## Selected extract
-- Opening Marker --
Writer / Marketer

On Death

When I Watched You Die

We're obsessed with fitting the intricacies of our lives into the literary molds we learned in middle school. Our lives are cyclical, they follow an arc. That's what I was thinking when I fed you the last chocolate muffin. I leaned over you and watched you chew horizontally with your eyes closed. You sucked out the flavor and pulled at the chocolate chips with the inside of your cheeks. "Is that good?" I squeezed your hand - bone and tissue paper. "Does the muffin taste good?" You nodded and I pressed the straw between your cracked lips. Milk slipped out the corners of your mouth and fell away. "You want more?"

I wanted to ask what was happening, What happens while you're waiting to die?

Our memories of death betray themselves. I remember what I felt like at that exact moment - my breathing fucked up like a bike chain caught off gear, my eyes broke. The rest is wrong. My memories are misinterpretations, complex metaphors without profound meaning. They are dead ends.

When I look back on that day, it's in garish Technicolor. The car that took you away was parked on a camel-hair gravel road and all the grass was lime green. But it was March and it was foggy; there was still snow on the ground. The colors are wrong but the rest is right - in the seconds after you were gone, your dog cried and panted and ran from room to room looking for you. She dug into your discarded robe and twisted her long body inside and through it until the robe was wrapped all around her, wondering how a person could disappear. The nurse collected your thousands of medication and dumped them all into a large Ziploc bag. She poured out vials of blue Percoset with vials of yellow Ativan and squeezed a tube of vasoline into the mix, kneading it together so that the colors bled and half melted pills clung to the side of the bag. She asked me to sign a legal document as official witness of the destruction. I wrote my name at more of a slant that I usually do, I didn't dot the i. I remember everything but your death.

There are no prophetic last words. There is no final twist. I waited for catharsis by your bed before and after I carried you out of it.

It's strange where I've stored my emotion, disproportionate as nerve-endings. I wear the final times you told me you love me like scars. I don't re-read the last letter you wrote me because by that time I was already convinced that you were gone. I was wondering what I could do to make you comfortable and how I could make myself understand. Once you know it's over, the end all you can think about. So, I keep going back to a few days before you died. You were lost in a dream. You told me you were on a train going west, you were going somewhere nice. And I remember it so specifically because it made sense more than anything else that did or didn't happen - You went away. And I'm still here.
-- Closing Marker --
[Photo-based referring expression data]
-- Opening Marker --
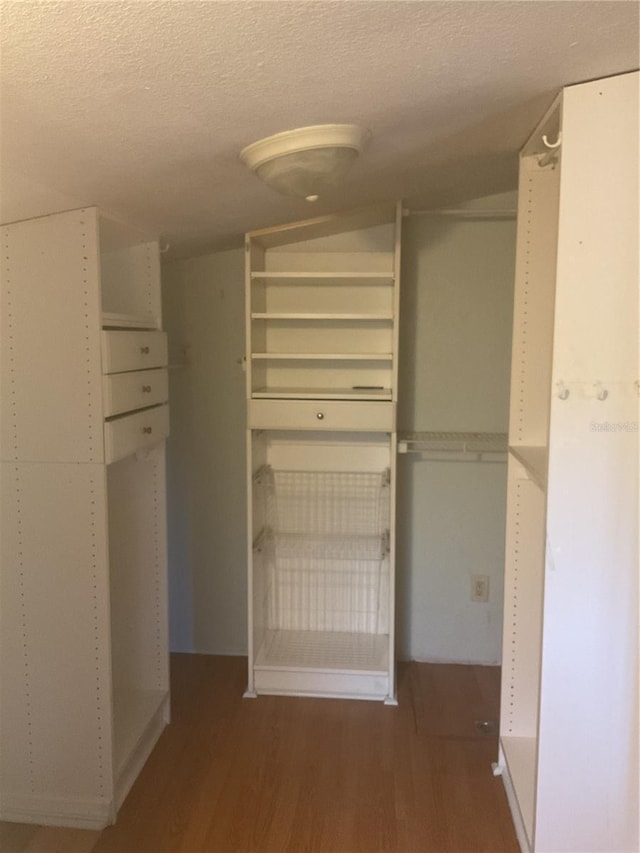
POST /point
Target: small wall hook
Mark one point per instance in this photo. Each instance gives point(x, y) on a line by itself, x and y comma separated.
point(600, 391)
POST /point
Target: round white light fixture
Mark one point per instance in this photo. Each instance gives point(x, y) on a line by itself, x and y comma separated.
-- Closing Marker --
## Exercise set
- A) From the essay on death above, copy everything from "When I Watched" down to "waiting to die?".
- B) Render this sentence from the essay on death into Spanish: "She asked me to sign a legal document as official witness of the destruction."
- C) In the essay on death, where did the dying person describe traveling while lost in a dream?

## Solutions
- A)
When I Watched You Die

We're obsessed with fitting the intricacies of our lives into the literary molds we learned in middle school. Our lives are cyclical, they follow an arc. That's what I was thinking when I fed you the last chocolate muffin. I leaned over you and watched you chew horizontally with your eyes closed. You sucked out the flavor and pulled at the chocolate chips with the inside of your cheeks. "Is that good?" I squeezed your hand - bone and tissue paper. "Does the muffin taste good?" You nodded and I pressed the straw between your cracked lips. Milk slipped out the corners of your mouth and fell away. "You want more?"

I wanted to ask what was happening, What happens while you're waiting to die?

- B) Me pidió que firmara un documento legal como testigo oficial de la destrucción.

- C) On a train going west, somewhere nice.